▶ **OBJECTIFS**
a – Indiquez si chacune des affirmations suivantes concorde avec le texte sur l'efficience des marchés financiers, en répondant par oui ou par non et en citant les mots décisifs du texte : (i) l'étude de Lo et MacKinlay repose sur un test de variance ; (ii) une corrélation négative est relevée pour les périodes hebdomadaires et mensuelles ; (iii) la stratégie illustrée par Jegadeesh et Titman classe des actions européennes.
b – Poursuivez le texte sur l'efficience des marchés financiers au-delà de sa dernière phrase.

▶ **DOCUMENT**
2-2- L’hypothèse d’efficience des marchés financiers  face à l’analyse empirique et la mise en évidence du phénomène de surréaction:

Du point de vue empirique, l’hypothèse d’efficience et les prédictions essentielles de la théorie de l’efficience peuvent être interrogées à la lumière d’études empiriques récentes.

Le premier résultat obtenu par l’hypothèse d’efficience concerne, on le sait, le prix des actifs. Celui-ci doit fluctuer, de manière aléatoire, de période en période, en réponse à la composante non anticipée de l’information disponible de telle manière que le retour total sur actif excède le retour sur actif sans risque du montant correspondant au niveau de risque choisi.

Or, sur courte période 951 , le retour moyen observé sur la période précédente accroît la probabilité de prévoir le retour moyen sur la période suivante.

Ainsi, l’étude de Lo et MacKinlay 952 basée sur un test de variance montre que le modèle de marche au hasard n’est pas généralement consistant avec le comportement stochastique des retours heddomadaires, en particulier dans le cas des petites capitalisations.

Ils mettent en évidence, en particulier, l’existence d’une corrélation positive pour les périodes hebdomadaires et mensuelles 953 impliquant que 30% de la variation est prédictible à partir de la période précédente 954 .

Dans le même ordre d’idée, Jegadeesh et Titman 955 peuvent illustrer les résultats d’une stratégie basée sur un principe de sélection simple.

Les actions américaines sont classées relativement à leur performance historique. Puis des portefeuilles de titres sont constitués en fonction du niveau de ces performances tout en réorganisant périodiquement les portefeuilles en fonction des principes évoqués plus hauts. Les performances effectives des portefeuilles dépendent alors des performances historiques.

▶ **DONNÉES FOURNIES**
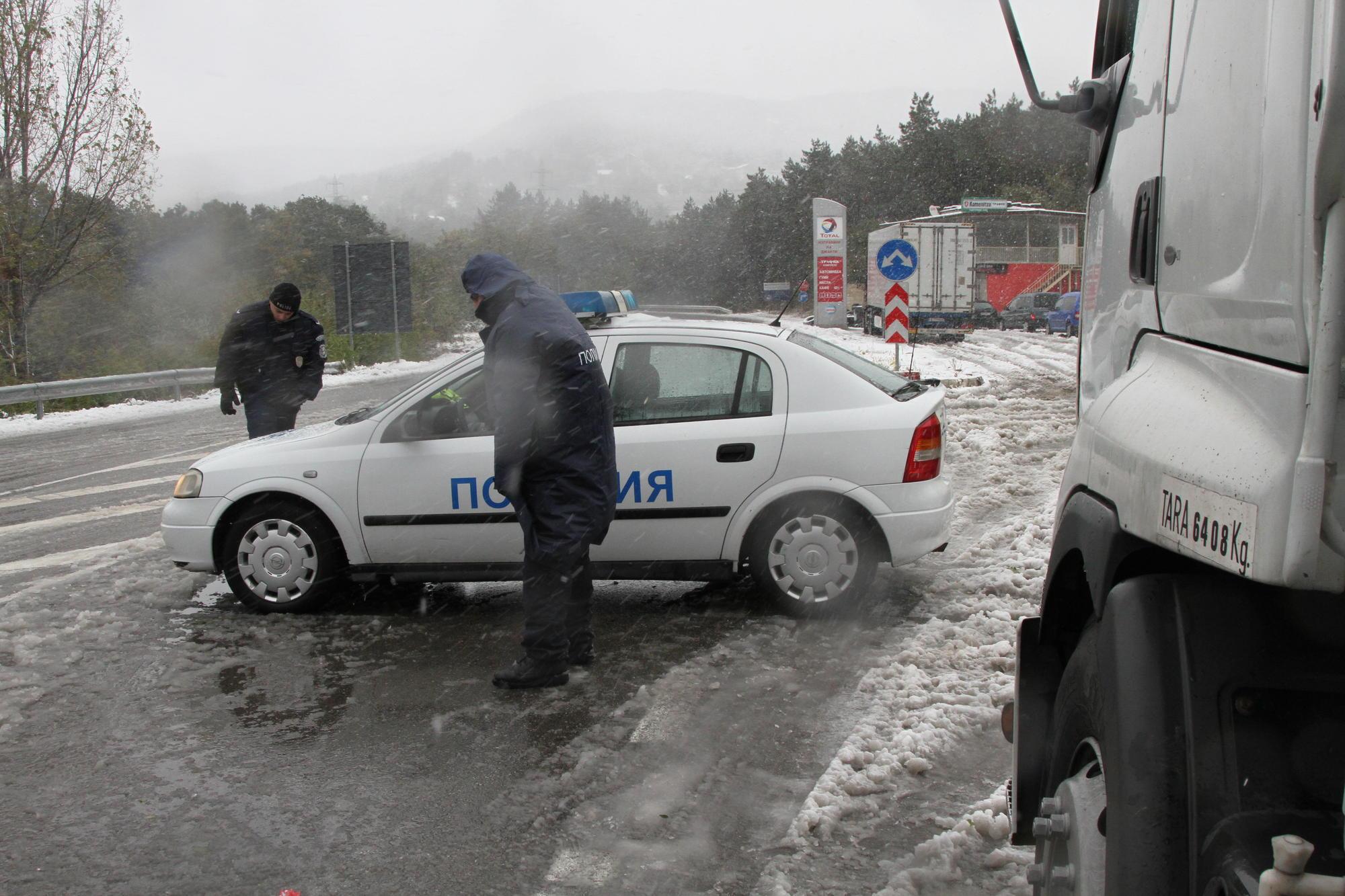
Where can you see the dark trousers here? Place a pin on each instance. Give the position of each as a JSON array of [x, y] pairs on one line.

▶ **CORRIGÉ**
a –
(i) Oui : « basée sur un test de variance ».
(ii) Non : « l’existence d’une corrélation positive pour les périodes hebdomadaires et mensuelles ».
(iii) Non : « Les actions américaines sont classées relativement à leur performance historique. »

b –
L’hypothèse d’efficience postule, d’autre part, que toute nouvelle information est instantanément incorporée dans le prix de l’actif. Les études empiriques valident généralement ce comportement du marché en ce qui concerne les événements majeurs 956  comme les prises de contrôle ou la politique de distribution de dividende.

Cependant, dans d’autres cas, le prix des titres ne s’ajuste pas immédiatement à une nouvelle information. Cela apparaît, par exemple, en ce qui concerne les déclarations de profits des firmes. En moyenne, le prix poursuit sa hausse (baisse) après l’annonce d’un profit non anticipé fort (faible) 957 .

Etudiant, sur cinq ans, le cas de neuf entreprises françaises de moyenne capitalisation, Lardic et Mignon 958 observent ainsi l’influence d’une information concernant la rentabilité de l’entreprise « juste avant » et « juste après ».

Il résulte de ce test que certaines informations n’ont pas été correctement anticipées, ce qui implique des conséquences certaines sur les cours.

Les premières études économétriques s’étaient, avant tout, penchées sur les événements anticipés. Dans ce cas, l’information paraissait s’intégrer de manière extrêmement rapide aux prix courants.

Dés lors que l’on choisit de tester l’impact des informations non anticipées, les résultats empiriques s’avèrent pourtant différents. L’analyse menée par Brooks et al. 959 sur les transactions journalières du NYSE entre 1989 et 1992 permet de montrer que le temps nécessaire pour la réponse du marché à ce type d’information est beaucoup plus long.

De manière significative d’ailleurs, il apparaît que les événements non anticipés rendus publics pendant une période de fermeture du marché, se voient immédiatement absorbés par le prix dés la reprise de l’activité, alors que les évènements se produisant pendant la cotation demande un temps de battement pour produire un effet sur le cours 960 .

Une période apparaît donc nécessaire pour formuler l’impact de l’information. On peut interpréter cet écart de temps comme le moment utilisé par les traders pour établir l’existence et le niveau des différences d’opinions sur le marché et pour réagir en conséquence.

Il semble que la thèse la plus contestée demeure, cependant, celle qui considère le prix comme le reflet de la valeur intrinsèque de l’actif.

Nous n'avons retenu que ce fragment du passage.